— Your assignment —
Lines in the listing below containing the string "Target" are to be identified and copied.

— Stored data —
- - - - - - -

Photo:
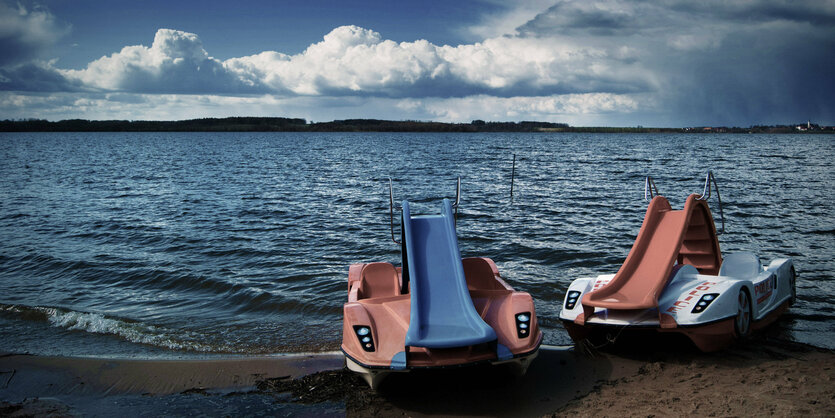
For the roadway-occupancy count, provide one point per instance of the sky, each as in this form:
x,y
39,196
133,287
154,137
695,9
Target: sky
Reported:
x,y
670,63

- - - - - - -

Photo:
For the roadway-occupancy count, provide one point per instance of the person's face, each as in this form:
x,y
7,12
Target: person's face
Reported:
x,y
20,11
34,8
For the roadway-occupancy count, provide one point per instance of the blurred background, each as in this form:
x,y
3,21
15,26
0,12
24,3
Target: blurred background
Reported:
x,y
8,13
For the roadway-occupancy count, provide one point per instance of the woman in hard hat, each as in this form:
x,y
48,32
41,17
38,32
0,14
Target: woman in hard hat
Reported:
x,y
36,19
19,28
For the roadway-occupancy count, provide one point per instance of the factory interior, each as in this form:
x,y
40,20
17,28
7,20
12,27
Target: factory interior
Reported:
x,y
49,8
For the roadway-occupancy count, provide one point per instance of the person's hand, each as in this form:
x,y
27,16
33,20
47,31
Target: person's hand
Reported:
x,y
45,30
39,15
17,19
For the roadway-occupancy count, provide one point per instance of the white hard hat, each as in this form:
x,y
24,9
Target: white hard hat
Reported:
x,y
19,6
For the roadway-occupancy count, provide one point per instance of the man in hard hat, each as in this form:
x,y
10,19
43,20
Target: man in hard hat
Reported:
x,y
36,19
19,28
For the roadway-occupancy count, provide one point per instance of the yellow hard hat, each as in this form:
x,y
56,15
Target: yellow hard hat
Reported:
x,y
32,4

- - - - - - -

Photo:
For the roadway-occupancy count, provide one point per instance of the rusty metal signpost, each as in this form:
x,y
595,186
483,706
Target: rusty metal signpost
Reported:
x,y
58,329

- - - - - - -

— Response box —
Target: sky
Target: person's face
Target: blurred background
Target: woman in hard hat
Target: factory interior
Target: person's hand
Target: white hard hat
Target: man in hard hat
Target: yellow hard hat
Target: rusty metal signpost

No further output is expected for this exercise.